### THE TASK
Return every line of the records that contains the string "sprinkle". Case counts, so match it only where the capitals and lowercase letters are identical.

### RECORDS FOR THE EXERCISE
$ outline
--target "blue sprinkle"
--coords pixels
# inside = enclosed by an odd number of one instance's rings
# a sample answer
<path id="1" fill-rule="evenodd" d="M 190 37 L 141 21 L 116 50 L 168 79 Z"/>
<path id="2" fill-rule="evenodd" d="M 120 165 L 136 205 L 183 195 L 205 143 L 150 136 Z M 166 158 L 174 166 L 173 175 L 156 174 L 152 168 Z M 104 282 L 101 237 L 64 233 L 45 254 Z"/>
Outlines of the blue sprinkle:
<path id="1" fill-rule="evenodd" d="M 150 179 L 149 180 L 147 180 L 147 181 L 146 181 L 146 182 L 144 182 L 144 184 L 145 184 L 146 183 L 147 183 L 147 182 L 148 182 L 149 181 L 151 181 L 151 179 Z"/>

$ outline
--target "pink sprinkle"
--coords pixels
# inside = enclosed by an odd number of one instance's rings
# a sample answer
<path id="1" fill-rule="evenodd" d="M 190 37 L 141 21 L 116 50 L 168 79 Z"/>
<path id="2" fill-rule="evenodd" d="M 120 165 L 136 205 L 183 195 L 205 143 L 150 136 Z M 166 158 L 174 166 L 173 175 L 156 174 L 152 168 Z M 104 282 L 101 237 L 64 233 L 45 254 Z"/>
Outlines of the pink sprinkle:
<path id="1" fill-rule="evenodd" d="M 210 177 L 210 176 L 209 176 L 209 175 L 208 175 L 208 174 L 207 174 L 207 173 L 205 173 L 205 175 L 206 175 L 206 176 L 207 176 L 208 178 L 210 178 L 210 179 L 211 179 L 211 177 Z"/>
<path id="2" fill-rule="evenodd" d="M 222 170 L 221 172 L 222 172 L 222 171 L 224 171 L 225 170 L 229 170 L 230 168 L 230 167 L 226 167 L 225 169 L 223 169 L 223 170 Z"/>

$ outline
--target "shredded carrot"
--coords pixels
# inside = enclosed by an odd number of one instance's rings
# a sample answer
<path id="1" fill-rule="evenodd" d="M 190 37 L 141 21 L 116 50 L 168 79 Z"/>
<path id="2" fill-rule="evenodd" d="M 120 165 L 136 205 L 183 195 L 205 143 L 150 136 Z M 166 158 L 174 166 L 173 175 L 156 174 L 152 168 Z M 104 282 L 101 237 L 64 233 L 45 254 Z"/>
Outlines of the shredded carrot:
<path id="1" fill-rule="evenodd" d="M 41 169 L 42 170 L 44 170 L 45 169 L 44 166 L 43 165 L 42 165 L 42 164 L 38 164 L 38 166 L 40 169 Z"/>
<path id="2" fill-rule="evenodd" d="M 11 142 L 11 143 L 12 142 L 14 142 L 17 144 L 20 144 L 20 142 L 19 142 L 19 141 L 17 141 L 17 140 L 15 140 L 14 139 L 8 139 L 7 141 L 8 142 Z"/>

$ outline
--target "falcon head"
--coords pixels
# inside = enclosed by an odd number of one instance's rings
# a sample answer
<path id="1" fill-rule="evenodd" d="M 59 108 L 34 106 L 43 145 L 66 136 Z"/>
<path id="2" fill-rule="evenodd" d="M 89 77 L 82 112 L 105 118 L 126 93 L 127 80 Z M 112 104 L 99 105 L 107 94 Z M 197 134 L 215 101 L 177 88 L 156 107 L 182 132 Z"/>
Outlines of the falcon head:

### WORKED ANSWER
--target "blue sprinkle"
Outlines of the blue sprinkle:
--target "pink sprinkle"
Outlines of the pink sprinkle:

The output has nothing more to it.